(SOURCE MATERIAL)

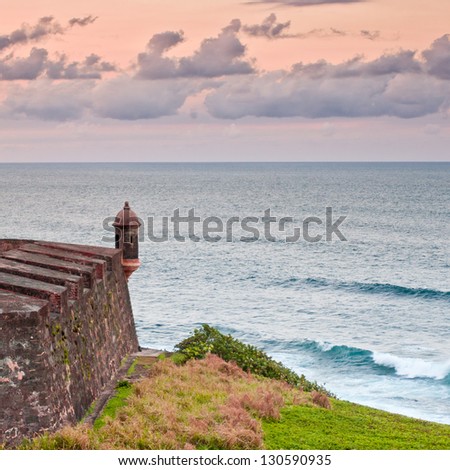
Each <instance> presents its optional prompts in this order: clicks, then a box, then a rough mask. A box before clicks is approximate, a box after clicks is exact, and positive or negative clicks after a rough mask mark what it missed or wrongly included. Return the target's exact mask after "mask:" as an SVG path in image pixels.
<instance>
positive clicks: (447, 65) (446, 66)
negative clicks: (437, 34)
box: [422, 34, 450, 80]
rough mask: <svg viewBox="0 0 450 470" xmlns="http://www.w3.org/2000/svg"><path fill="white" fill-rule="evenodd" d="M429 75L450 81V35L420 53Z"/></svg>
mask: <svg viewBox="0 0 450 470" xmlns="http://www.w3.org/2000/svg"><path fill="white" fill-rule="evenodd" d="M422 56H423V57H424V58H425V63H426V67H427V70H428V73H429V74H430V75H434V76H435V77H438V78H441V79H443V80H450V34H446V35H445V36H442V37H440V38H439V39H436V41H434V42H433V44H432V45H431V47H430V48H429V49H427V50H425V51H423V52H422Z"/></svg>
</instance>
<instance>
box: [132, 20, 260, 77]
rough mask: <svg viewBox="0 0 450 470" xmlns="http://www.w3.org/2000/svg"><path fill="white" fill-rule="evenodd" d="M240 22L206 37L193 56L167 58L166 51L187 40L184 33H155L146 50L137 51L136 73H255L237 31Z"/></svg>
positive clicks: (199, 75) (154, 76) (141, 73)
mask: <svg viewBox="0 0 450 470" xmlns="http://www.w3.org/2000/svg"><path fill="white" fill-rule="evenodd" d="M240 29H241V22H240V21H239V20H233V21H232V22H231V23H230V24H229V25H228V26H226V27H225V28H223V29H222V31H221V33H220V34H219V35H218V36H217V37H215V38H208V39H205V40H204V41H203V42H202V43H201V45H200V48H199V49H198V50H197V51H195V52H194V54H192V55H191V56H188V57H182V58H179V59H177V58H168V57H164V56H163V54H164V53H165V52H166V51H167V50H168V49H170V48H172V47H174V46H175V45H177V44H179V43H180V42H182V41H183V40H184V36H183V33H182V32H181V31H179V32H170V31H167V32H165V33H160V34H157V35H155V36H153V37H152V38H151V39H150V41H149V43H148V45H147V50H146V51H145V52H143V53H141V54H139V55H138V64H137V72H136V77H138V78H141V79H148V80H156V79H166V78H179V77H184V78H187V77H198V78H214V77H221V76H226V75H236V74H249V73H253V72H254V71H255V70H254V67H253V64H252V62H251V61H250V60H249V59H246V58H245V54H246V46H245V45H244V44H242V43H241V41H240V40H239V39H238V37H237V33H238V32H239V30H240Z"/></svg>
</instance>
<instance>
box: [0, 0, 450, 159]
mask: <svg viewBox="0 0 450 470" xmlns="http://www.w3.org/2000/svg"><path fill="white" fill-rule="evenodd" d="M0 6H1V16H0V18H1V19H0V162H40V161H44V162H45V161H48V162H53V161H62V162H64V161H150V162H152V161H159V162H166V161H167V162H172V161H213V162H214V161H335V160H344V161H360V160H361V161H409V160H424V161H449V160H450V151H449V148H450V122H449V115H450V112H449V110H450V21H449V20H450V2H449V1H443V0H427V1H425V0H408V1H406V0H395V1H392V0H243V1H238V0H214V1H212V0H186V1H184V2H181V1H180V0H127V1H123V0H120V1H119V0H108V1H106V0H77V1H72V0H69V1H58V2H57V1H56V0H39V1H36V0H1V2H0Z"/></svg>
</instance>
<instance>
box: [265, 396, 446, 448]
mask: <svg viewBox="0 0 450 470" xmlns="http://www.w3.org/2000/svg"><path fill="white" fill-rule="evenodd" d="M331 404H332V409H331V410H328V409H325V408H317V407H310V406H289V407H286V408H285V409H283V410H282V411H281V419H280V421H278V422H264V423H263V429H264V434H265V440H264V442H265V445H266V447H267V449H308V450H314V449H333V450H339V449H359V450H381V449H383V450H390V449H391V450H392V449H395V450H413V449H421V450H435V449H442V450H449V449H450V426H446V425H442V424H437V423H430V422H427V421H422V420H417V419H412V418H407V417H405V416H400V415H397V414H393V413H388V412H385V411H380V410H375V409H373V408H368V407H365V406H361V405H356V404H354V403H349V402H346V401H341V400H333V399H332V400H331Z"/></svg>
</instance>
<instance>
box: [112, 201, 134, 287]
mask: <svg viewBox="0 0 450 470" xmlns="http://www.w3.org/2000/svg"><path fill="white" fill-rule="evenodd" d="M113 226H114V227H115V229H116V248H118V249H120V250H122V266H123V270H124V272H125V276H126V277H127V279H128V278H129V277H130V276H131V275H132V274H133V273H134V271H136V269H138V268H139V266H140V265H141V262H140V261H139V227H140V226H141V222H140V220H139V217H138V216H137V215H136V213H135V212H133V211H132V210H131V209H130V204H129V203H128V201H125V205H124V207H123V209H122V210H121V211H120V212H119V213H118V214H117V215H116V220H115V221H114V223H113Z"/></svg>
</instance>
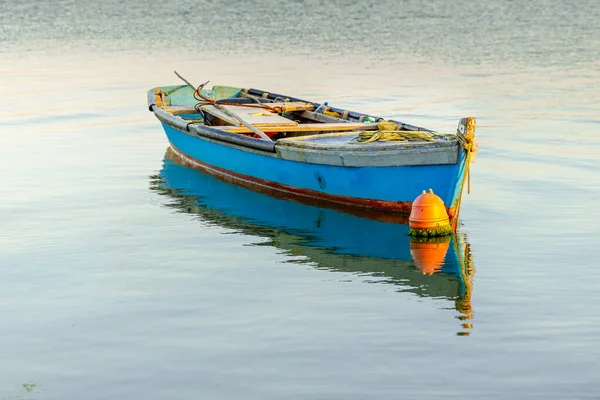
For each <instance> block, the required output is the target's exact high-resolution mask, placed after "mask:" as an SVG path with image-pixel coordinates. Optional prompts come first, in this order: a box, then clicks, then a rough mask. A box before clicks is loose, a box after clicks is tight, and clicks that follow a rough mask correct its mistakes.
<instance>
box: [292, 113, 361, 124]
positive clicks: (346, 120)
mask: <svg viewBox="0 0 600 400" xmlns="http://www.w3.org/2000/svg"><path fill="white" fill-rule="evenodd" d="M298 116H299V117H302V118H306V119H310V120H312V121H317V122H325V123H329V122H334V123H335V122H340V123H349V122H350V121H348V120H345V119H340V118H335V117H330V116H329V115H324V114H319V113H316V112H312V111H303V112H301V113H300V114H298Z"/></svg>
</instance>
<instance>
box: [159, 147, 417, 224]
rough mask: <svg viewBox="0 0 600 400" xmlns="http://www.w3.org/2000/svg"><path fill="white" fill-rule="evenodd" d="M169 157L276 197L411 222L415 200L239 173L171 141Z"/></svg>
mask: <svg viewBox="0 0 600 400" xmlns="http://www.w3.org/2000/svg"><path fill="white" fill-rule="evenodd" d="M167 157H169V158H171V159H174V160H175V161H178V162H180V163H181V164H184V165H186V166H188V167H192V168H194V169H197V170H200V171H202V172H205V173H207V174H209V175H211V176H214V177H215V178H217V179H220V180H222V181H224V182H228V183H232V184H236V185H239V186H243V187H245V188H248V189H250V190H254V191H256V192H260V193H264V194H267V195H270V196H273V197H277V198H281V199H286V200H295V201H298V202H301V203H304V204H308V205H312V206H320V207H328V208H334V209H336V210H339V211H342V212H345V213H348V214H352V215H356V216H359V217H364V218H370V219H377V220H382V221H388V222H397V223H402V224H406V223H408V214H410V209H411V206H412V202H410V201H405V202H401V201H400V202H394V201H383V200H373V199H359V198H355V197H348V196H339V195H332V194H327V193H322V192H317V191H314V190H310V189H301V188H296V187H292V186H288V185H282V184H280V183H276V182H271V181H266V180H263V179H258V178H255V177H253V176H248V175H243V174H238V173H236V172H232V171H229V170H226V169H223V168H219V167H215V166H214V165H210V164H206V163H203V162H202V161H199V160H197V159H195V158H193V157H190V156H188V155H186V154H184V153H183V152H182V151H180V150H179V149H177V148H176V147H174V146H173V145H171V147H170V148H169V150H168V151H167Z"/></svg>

(End SOURCE MATERIAL)

**ASSIGNED TASK**
Edit the data from the start through the line that contains "box: [422, 34, 450, 80]", replacing "rough mask" with "coarse mask" and keeping everything else the same. Leave the picture out of your answer.

**EXERCISE SOLUTION**
Each <instance> presents its optional prompts in this order: clicks, then a box, then a coarse mask. A box before clicks is approximate, a box after clicks is exact, and positive or negative clicks after a coarse mask mark what it missed or wrongly included. Return the target's exact mask after "mask:" as an SVG path in image pixels.
<instance>
positive clicks: (447, 65) (446, 66)
negative clicks: (437, 34)
box: [422, 34, 450, 80]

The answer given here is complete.